§ **Material provided**:
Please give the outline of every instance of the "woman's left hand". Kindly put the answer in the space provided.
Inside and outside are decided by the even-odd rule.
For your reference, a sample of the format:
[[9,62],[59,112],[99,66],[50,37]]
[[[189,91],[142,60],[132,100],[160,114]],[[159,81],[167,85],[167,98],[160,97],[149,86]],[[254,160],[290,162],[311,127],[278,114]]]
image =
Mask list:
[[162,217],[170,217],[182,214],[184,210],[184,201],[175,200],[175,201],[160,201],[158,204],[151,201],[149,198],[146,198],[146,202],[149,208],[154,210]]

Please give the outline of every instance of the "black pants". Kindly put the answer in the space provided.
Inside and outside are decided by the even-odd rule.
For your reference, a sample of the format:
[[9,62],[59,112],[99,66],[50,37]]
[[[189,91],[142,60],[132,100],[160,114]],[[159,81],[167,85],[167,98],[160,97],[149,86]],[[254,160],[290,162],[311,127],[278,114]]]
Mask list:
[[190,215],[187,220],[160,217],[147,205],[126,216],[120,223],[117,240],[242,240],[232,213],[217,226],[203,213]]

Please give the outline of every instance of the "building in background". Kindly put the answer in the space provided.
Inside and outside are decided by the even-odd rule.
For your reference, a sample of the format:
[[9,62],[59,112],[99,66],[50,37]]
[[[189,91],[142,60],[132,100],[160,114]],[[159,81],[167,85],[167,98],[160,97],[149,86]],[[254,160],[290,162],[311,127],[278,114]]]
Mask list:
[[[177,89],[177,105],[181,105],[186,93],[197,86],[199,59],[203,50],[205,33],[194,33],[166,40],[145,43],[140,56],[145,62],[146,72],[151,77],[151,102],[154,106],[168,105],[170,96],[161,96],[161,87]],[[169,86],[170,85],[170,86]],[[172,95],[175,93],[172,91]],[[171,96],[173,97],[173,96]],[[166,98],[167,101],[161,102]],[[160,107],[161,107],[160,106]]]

§ **Aim of the exercise**:
Format every line of the entries above as a Markdown table with two columns, Row and Text. Give each line a row number in Row, put the line itself in Text, and leave out blank lines.

§ **Output of the task**:
| Row | Text |
|---|---|
| 1 | Please give the outline of every instance of the "woman's left hand". Kindly put the answer in the space provided. |
| 2 | Inside and outside are decided by the even-odd rule. |
| 3 | For your reference, a sample of the format: |
| 4 | [[9,62],[59,112],[99,66],[50,37]] |
| 5 | [[[189,91],[142,60],[132,100],[160,114]],[[159,81],[167,85],[167,98],[160,97],[149,86]],[[254,160],[290,162],[311,127],[278,114]]] |
| 6 | image = |
| 7 | Mask list: |
| 8 | [[162,217],[170,217],[182,214],[184,210],[184,201],[175,200],[175,201],[160,201],[158,204],[151,201],[149,198],[146,198],[146,202],[149,208],[154,210]] |
| 9 | Please give the outline of every instance of the "black pants". Kindly put the answer in the space provided. |
| 10 | Inside and outside are decided by the even-odd rule. |
| 11 | For your reference, a sample of the format: |
| 12 | [[9,62],[59,112],[99,66],[50,37]] |
| 13 | [[[189,91],[142,60],[132,100],[160,114]],[[159,81],[167,85],[167,98],[160,97],[149,86]],[[254,160],[290,162],[311,127],[278,114]]] |
| 14 | Mask list: |
| 15 | [[190,215],[187,220],[160,217],[147,205],[126,216],[120,223],[117,240],[242,240],[232,213],[217,226],[203,213]] |
| 16 | Please give the outline of every instance of the "building in background". Kindly put the answer in the space provided. |
| 17 | Inside and outside are decided by the even-odd rule. |
| 18 | For your reference, a sample of the format: |
| 19 | [[9,62],[59,112],[99,66],[50,37]] |
| 20 | [[[189,91],[142,60],[132,100],[160,114]],[[159,81],[167,85],[167,98],[160,97],[149,86]],[[254,160],[290,162],[311,127],[278,114]]] |
| 21 | Mask list: |
| 22 | [[[177,89],[177,105],[181,105],[186,93],[197,86],[199,59],[203,50],[205,33],[194,33],[166,40],[145,43],[140,56],[145,62],[146,72],[151,77],[151,102],[154,106],[168,105],[170,96],[161,96],[161,87]],[[169,86],[170,85],[170,86]],[[172,95],[175,93],[172,91]],[[171,96],[173,97],[173,96]],[[166,98],[167,101],[161,102]],[[160,107],[161,107],[160,106]]] |